## Texto citado:

▬▬▬

Cuando escuchemos hablar de soberanía tecnológica debemos pensar en eso: tenemos un satélite que puede satisfacer las necesidades del país. Está pensado para nosotros, y cuando eso pasa, la sociedad se integra. Sin satélite, los intereses del sistema científico-tecnológico argentino estarían más lejos de los del sector agroexportador, pero ahora mismo la CONAE y el INTA trabajan juntos en aplicaciones digitales para mejorar las decisiones de manejo de cultivos.
En el futuro, buena parte de los cultivos que crezcan en este suelo serán, al igual que el satélite, el producto del sistema científico-tecnológico que hemos desarrollado.
Lo científico es social
Es un lugar común decir que el sistema científico-tecnológico es construido socialmente, pero es verdad. Cada componente es una parte de nuestra vida social y de nuestra historia como país. La mayoría de los ingenieros son el producto de las universidades públicas por la que nuestro pueblo luchó por décadas; los libros y artículos son el resultado de cientos de horas de trabajo de investigadores financiados por organismos públicos, como Conicet y Foncyt, que además les permite viajar y capacitarse y financia los programas de investigación que también son elementos del mismo sistema científico-tecnológico.
Las leyes y normas que permiten regular aspectos impositivos, la compra de insumos y la utilización de los servicios son productos de políticas públicas, debates parlamentarios, gestiones (y seguramente lobbys) de diferentes pelajes.
Hace dos siglos”: probablemente esta sea la mejor respuesta a la pregunta sobre cuándo comenzó a gestarse el SAOCOM, que concluyó con el lanzamiento del 1B hace dos domingos.

▬▬▬

## Datos proporcionados:
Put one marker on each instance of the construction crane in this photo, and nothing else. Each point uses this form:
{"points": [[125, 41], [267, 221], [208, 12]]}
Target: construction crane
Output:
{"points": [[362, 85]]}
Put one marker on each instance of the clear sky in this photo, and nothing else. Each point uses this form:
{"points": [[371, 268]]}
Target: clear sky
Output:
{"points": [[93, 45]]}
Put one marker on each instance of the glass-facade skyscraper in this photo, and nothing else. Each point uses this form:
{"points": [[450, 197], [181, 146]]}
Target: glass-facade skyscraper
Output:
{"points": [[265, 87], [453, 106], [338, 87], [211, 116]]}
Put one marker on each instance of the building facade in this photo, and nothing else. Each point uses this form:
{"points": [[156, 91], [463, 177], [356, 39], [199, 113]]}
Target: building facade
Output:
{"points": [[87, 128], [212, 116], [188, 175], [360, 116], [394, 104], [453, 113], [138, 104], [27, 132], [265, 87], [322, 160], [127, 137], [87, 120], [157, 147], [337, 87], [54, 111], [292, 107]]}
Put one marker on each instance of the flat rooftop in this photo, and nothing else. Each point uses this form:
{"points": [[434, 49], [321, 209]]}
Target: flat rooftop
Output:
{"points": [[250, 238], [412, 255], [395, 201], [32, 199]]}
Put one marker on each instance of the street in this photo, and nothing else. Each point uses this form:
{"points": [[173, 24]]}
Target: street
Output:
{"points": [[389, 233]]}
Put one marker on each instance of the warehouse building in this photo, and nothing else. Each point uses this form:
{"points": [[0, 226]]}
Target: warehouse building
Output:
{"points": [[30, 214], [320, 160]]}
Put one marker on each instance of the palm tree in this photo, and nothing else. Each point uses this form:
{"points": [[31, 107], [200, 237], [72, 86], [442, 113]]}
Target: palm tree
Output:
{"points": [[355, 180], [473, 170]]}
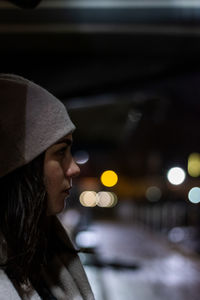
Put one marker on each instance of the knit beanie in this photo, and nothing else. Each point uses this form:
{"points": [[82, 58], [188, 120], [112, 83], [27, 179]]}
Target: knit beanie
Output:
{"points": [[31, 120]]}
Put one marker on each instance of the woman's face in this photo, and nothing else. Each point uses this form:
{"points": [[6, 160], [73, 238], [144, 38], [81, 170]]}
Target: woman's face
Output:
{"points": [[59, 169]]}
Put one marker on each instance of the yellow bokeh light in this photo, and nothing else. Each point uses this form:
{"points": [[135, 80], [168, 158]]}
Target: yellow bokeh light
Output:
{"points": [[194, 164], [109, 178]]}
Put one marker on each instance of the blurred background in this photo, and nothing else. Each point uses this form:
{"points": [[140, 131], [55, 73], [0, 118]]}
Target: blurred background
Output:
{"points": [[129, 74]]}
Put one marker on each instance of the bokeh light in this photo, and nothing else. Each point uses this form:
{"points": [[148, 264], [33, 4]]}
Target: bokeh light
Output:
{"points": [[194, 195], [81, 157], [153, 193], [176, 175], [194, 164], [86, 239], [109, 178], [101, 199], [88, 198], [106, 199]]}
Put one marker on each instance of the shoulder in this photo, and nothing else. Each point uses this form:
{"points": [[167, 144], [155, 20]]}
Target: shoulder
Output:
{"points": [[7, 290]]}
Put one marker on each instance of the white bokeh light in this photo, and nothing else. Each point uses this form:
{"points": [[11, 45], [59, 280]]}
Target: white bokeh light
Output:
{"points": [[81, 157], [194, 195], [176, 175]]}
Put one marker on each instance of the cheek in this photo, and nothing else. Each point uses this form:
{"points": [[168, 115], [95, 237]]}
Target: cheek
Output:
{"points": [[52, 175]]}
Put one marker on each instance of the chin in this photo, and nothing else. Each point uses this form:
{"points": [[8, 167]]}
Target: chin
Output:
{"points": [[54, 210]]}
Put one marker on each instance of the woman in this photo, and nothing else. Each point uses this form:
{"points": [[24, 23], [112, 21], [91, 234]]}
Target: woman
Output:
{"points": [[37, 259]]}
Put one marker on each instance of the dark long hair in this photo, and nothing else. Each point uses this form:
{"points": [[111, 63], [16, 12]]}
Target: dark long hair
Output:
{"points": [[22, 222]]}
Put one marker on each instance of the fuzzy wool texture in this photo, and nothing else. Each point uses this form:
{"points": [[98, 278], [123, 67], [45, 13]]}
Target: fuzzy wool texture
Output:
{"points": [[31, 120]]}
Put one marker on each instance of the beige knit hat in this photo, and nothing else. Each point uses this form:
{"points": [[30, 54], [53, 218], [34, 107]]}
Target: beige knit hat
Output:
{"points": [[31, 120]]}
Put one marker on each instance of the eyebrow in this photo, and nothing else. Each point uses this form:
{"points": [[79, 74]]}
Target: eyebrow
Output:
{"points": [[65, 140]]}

▬▬▬

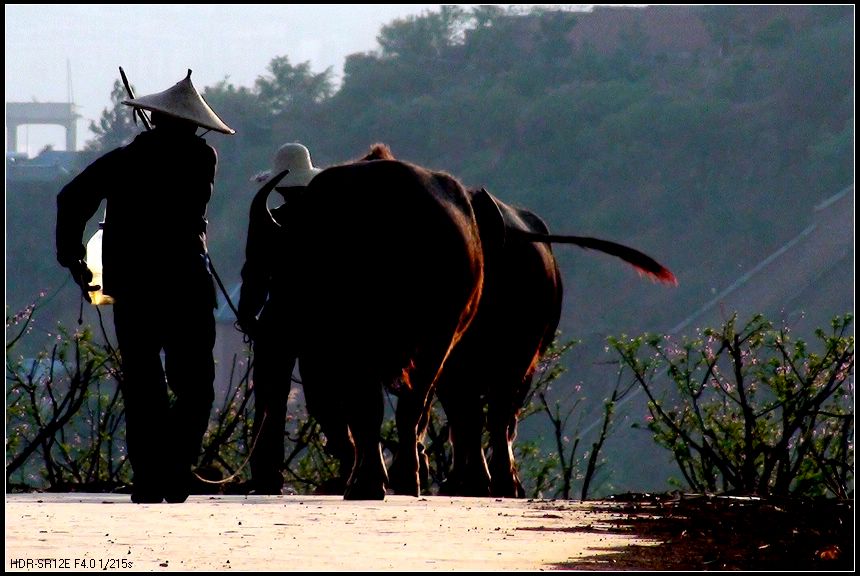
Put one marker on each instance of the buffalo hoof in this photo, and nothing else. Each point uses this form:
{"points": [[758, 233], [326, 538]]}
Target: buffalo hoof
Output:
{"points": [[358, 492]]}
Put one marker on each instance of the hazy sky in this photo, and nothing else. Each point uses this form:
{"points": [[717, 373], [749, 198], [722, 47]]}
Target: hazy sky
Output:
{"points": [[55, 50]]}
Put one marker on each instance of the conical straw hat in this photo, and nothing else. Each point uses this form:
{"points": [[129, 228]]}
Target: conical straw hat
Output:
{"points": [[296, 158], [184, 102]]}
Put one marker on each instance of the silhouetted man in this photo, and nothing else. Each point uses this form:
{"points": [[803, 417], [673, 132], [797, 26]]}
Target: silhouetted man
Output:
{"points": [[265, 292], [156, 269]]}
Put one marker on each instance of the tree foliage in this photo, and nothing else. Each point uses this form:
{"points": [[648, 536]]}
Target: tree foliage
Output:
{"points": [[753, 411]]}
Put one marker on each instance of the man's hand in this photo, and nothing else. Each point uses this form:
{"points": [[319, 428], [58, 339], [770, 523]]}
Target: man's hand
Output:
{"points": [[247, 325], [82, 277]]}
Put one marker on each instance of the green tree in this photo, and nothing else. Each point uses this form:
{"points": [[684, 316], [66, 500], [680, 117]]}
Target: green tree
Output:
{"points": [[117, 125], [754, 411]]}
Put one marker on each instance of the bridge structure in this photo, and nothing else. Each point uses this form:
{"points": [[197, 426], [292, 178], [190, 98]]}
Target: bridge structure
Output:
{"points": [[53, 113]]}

▬▬▬

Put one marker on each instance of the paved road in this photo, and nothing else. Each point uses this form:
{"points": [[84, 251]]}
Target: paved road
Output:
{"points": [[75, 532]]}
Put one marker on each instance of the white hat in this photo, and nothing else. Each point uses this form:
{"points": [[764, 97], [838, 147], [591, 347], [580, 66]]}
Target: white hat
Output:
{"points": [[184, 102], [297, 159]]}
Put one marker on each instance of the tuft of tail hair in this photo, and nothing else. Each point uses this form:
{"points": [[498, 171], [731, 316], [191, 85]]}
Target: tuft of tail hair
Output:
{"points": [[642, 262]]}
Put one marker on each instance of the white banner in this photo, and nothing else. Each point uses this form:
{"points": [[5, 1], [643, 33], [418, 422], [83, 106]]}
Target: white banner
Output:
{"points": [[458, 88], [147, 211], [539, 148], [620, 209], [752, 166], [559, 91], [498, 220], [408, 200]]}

▬▬▬

## Consignas del ejercicio:
A – Responde según el texto sobre el SAOCOM:
(i) ¿Qué dos organismos trabajan juntos en aplicaciones digitales para mejorar las decisiones de manejo de cultivos?
(ii) ¿Qué organismos públicos se nombran como financiadores de los investigadores?
(iii) ¿Con qué hecho concluyó la gestación del SAOCOM?
B – ¿Puedes reproducir sin cambios el pasaje del texto sobre el SAOCOM que empieza con "En el futuro, buena" y continúa hasta "que hemos desarrollado.", inclusive?

## Soluciones en orden:
A –
(i) La CONAE y el INTA.
(ii) Conicet y Foncyt.
(iii) Con el lanzamiento del 1B hace dos domingos.

B –
En el futuro, buena parte de los cultivos que crezcan en este suelo serán, al igual que el satélite, el producto del sistema científico-tecnológico que hemos desarrollado.